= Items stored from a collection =
■ ■ ■ ■ ■ ■ ■
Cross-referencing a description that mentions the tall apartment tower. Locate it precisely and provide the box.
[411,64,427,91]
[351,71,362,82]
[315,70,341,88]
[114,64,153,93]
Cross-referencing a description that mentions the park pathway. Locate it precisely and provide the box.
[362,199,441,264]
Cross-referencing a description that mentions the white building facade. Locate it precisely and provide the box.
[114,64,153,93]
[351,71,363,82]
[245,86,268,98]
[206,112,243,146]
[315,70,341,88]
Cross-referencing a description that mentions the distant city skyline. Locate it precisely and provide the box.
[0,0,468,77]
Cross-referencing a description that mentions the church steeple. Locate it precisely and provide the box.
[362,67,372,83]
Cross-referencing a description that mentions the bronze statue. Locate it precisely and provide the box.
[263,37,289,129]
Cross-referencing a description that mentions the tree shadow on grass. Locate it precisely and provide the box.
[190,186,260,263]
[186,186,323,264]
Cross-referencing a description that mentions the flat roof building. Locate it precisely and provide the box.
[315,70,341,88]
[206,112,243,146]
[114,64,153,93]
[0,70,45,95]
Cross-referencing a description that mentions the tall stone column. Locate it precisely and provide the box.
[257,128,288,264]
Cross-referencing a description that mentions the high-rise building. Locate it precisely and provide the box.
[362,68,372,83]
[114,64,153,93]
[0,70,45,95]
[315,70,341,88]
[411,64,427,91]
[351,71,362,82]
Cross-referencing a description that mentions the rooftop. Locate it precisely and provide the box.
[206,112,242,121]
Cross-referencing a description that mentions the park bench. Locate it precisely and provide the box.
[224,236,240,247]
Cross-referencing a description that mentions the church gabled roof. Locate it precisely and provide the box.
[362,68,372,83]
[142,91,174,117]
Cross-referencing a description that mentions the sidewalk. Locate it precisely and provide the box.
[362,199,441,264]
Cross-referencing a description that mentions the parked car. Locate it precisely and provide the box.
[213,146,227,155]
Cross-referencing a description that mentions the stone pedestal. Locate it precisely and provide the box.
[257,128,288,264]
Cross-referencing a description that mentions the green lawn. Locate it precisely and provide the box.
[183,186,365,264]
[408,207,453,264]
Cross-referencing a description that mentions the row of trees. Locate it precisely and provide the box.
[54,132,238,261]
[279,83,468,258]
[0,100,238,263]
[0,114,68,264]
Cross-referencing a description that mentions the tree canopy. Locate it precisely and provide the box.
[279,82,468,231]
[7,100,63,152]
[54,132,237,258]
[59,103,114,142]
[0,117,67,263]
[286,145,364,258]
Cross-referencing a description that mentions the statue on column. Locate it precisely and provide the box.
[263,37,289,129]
■ ■ ■ ■ ■ ■ ■
= THE EXERCISE =
Write out again, without changing a word, the part of the material that opens with the line containing "Cross-referencing a description that mentions the rooftop." and closes with the line containing "[286,145,364,258]", including both of those lines.

= FINISHED EXERCISE =
Cross-referencing a description that mentions the rooftop. Locate it precisely and provide the box.
[206,112,242,121]
Cross-referencing a description that mentions the park bench. Locate it precisely and provide the box.
[224,236,240,247]
Cross-referencing a description that mentions the church gabled roof. Locate it precisely and provide the box.
[362,68,372,83]
[142,91,174,117]
Cross-referencing a description that mentions the sidewalk. Locate it precisely and provide the box.
[362,199,441,264]
Cross-referencing a description that mentions the parked car. Locate it precisely and provide the box.
[213,146,227,155]
Cross-referencing a description that mentions the stone pedestal. Locate it precisely and provide the box.
[257,128,288,264]
Cross-referencing a description that mentions the green lawn. Locate it precisely and provide the box.
[183,186,365,264]
[408,207,453,264]
Cross-referencing a description that mentions the row of trees. Locate it precisely and provide the box.
[54,132,238,261]
[279,83,468,258]
[0,100,238,263]
[0,114,68,264]
Cross-referencing a description that mentions the tree canopy. Locate it precisely and provide the box.
[279,82,468,231]
[7,100,63,152]
[54,132,237,258]
[59,103,114,142]
[0,117,67,263]
[286,145,364,258]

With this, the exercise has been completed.